Do this
Repeat exactly the lines from the line containing "of the handbag" to the last line of the listing, including both.

Records shown
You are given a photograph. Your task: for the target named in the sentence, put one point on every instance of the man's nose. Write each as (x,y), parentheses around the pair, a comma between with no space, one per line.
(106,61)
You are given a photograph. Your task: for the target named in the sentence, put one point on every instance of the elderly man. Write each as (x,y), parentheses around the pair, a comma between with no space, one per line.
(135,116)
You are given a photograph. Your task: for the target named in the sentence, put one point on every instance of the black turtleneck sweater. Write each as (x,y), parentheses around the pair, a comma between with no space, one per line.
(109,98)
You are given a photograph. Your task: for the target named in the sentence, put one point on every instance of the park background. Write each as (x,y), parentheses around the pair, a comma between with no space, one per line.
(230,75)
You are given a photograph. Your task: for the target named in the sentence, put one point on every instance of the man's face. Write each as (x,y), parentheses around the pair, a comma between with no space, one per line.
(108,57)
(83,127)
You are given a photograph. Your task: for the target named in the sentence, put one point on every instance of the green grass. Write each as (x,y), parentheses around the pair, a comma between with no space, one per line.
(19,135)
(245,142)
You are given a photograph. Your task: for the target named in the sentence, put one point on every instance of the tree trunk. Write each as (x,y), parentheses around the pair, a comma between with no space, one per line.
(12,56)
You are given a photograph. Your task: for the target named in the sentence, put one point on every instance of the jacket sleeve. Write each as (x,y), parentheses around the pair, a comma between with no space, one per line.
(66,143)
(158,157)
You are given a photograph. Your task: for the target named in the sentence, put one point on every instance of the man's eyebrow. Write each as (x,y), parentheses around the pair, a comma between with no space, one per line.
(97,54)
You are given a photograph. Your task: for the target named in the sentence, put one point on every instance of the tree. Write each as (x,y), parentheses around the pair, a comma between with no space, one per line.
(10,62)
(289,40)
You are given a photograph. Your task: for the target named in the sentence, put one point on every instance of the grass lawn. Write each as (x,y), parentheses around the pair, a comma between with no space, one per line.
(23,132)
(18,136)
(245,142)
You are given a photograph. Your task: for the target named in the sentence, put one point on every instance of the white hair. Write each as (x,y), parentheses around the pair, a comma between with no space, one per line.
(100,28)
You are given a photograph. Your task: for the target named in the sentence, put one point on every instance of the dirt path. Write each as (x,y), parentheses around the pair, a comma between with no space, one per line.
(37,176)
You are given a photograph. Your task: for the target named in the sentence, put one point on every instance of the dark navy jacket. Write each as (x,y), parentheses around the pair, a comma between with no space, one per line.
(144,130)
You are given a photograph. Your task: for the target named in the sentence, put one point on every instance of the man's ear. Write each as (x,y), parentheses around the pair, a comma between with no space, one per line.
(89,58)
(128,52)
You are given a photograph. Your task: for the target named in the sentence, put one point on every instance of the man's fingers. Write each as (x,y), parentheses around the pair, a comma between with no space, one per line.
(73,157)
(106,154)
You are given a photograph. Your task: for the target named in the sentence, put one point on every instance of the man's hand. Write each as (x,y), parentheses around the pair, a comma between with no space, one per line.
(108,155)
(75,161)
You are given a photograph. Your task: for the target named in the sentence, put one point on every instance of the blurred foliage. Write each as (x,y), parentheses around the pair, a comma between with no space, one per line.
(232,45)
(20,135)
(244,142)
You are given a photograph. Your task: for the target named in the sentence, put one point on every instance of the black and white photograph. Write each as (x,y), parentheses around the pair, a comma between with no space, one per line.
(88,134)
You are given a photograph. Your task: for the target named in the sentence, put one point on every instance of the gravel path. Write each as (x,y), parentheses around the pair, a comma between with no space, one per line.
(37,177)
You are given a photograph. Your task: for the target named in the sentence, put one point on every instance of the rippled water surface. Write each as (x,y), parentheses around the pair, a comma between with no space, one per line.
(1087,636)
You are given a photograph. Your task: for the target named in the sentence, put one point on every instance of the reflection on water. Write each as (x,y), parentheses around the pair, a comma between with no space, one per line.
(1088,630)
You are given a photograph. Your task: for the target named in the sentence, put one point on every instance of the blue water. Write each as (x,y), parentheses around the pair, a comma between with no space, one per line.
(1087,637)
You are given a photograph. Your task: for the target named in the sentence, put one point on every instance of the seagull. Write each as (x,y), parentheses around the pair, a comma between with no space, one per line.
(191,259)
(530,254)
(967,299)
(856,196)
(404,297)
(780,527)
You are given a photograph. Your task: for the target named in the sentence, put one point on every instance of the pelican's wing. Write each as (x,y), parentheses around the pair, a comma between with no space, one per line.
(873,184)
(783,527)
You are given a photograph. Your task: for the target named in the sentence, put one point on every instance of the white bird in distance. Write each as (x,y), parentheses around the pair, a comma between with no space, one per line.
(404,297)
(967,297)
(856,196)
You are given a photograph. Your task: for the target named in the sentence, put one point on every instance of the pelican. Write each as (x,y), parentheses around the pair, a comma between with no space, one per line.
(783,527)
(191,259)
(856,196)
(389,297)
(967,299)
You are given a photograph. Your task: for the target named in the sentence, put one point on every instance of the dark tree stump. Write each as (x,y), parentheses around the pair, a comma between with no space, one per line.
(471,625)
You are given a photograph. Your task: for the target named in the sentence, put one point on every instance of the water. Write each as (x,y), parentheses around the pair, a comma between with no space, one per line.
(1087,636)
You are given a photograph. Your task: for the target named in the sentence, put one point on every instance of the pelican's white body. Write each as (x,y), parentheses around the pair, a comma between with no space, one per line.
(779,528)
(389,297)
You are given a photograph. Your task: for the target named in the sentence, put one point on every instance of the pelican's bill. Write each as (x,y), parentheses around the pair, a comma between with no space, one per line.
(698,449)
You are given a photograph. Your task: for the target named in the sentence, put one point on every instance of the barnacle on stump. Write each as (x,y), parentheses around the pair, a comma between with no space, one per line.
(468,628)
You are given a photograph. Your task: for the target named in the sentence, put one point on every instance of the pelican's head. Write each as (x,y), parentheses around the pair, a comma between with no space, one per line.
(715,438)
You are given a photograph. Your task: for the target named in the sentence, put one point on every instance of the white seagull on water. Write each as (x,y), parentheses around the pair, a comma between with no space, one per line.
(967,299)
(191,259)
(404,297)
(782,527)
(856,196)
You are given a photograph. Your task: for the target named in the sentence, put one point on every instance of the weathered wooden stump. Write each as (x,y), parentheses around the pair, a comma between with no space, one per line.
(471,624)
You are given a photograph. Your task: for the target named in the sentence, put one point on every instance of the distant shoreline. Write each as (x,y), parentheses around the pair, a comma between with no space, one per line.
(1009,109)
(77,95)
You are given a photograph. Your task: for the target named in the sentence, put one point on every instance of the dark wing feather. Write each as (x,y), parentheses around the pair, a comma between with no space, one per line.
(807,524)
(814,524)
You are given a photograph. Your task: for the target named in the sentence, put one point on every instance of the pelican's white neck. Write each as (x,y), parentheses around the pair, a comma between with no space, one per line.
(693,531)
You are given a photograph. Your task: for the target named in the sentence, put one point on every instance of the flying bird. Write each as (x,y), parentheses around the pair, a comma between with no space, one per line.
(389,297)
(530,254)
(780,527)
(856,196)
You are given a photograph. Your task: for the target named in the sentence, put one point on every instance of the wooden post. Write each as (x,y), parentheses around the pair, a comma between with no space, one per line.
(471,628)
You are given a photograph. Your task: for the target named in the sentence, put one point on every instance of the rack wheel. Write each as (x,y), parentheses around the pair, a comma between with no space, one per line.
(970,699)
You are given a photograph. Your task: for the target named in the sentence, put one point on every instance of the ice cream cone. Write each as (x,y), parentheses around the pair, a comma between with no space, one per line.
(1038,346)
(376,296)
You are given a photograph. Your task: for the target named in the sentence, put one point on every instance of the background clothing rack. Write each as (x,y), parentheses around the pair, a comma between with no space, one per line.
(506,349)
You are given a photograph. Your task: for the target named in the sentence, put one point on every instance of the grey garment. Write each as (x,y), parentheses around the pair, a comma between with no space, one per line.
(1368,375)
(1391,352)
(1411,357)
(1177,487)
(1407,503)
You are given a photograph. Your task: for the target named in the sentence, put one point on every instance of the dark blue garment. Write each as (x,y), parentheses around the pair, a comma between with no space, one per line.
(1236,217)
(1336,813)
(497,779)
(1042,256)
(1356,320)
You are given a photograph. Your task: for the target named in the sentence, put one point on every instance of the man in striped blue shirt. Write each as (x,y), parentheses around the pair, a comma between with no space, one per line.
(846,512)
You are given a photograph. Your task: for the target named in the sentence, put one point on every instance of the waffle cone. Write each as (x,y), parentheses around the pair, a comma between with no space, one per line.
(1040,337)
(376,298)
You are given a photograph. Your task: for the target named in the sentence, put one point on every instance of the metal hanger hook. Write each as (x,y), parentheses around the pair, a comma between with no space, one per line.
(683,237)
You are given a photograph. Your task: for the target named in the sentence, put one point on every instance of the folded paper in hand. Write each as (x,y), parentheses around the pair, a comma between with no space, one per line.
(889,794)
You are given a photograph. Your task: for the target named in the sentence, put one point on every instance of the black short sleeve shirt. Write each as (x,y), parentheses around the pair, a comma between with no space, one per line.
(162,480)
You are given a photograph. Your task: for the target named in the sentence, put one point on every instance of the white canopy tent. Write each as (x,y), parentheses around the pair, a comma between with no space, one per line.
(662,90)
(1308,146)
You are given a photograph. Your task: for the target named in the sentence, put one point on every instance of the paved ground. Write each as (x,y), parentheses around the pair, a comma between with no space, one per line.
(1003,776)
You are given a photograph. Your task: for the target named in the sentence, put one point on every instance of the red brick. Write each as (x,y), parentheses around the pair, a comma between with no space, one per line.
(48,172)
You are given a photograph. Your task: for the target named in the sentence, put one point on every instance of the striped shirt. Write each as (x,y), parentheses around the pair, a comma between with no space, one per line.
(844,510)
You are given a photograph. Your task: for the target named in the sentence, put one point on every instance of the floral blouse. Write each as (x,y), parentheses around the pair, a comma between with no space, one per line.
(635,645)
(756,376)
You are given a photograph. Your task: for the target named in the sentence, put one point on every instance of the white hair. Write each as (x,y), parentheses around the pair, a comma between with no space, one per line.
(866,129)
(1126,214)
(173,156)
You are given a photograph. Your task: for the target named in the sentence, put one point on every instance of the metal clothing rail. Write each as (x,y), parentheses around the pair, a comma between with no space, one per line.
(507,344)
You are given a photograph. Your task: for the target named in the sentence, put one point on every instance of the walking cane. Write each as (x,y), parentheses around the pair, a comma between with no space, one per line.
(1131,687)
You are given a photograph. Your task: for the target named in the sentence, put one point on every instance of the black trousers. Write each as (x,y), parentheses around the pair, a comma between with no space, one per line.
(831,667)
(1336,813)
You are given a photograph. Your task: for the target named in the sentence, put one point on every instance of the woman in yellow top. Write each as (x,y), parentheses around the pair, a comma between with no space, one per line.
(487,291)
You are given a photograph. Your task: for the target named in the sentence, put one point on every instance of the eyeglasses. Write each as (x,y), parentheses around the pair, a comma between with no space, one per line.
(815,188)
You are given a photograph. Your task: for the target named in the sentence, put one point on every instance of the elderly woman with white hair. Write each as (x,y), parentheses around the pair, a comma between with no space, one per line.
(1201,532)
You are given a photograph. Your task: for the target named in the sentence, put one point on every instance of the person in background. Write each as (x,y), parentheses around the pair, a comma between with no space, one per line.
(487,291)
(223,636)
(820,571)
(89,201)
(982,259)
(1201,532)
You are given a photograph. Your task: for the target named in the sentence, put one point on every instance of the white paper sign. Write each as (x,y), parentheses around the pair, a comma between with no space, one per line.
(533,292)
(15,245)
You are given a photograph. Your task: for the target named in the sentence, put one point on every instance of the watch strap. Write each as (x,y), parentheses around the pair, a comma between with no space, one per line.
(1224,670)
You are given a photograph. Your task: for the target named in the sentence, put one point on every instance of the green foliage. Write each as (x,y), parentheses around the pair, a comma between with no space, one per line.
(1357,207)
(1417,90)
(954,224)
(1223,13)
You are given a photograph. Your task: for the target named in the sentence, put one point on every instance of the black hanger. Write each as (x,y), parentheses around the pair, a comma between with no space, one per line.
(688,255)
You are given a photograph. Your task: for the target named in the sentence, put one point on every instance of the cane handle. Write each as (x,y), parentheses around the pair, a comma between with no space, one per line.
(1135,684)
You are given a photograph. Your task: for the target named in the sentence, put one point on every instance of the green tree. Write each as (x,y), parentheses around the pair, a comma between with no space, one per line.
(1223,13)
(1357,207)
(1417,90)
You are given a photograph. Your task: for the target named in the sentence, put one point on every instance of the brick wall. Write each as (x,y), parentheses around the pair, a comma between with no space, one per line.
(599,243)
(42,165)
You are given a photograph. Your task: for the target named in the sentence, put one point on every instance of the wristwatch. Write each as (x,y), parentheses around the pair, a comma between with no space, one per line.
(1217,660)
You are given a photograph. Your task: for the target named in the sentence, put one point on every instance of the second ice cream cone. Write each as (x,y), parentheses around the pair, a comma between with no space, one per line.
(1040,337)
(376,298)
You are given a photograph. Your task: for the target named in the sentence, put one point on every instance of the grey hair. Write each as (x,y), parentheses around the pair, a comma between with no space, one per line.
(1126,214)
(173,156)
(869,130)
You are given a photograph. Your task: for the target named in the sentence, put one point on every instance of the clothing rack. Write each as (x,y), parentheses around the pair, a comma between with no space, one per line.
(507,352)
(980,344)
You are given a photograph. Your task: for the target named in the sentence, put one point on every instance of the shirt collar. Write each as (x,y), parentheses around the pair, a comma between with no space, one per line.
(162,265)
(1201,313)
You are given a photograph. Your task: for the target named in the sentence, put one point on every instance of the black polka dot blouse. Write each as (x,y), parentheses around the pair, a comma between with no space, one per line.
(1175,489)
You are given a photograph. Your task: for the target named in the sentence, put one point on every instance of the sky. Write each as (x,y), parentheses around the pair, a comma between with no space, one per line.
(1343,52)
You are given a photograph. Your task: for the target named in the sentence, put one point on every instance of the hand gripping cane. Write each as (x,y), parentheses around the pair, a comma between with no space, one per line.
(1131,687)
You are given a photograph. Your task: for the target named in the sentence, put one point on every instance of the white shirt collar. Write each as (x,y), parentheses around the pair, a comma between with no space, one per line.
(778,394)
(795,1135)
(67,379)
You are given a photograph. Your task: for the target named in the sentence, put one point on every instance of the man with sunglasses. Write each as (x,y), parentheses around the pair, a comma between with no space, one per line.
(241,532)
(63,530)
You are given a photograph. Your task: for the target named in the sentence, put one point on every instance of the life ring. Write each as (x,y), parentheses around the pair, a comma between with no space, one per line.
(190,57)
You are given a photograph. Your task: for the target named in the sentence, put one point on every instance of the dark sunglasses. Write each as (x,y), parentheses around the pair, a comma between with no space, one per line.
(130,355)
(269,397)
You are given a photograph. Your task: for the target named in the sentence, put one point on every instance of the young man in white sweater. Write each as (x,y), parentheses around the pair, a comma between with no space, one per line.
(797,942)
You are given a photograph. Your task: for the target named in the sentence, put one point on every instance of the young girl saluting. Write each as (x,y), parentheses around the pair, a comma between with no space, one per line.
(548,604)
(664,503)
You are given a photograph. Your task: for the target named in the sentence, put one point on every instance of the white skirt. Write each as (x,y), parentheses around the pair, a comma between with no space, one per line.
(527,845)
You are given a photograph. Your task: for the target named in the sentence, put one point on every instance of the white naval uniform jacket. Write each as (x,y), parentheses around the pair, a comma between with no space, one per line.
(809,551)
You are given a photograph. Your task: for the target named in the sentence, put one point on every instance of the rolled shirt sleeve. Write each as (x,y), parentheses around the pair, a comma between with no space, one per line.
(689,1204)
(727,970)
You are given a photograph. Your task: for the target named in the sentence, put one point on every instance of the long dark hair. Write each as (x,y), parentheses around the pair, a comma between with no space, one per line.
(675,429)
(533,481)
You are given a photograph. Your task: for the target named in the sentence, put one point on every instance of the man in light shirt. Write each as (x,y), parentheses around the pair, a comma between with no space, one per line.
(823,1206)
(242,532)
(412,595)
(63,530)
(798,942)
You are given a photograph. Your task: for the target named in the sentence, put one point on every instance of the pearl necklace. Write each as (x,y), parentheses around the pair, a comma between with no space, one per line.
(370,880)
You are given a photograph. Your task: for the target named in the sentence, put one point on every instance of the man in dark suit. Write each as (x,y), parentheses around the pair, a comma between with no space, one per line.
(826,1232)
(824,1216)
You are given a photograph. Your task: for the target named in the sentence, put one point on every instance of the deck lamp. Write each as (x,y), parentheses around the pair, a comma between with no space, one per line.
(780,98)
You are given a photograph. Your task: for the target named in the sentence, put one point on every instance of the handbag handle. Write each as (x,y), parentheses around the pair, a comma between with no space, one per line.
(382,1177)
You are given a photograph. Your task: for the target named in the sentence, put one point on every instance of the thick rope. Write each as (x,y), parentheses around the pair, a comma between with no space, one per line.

Solution to this exercise
You are given a photograph. Your task: for the target named in the sentence, put one point on every instance of the handbag handle. Write each as (x,y), parentheses around the pair, a comma between with no space, one per line.
(382,1177)
You are given a photograph. Your task: for the target named in the sentence, put one point on every instance of the thick rope. Write each as (x,y), parentheses around the pair, a comma between with no space, one per line.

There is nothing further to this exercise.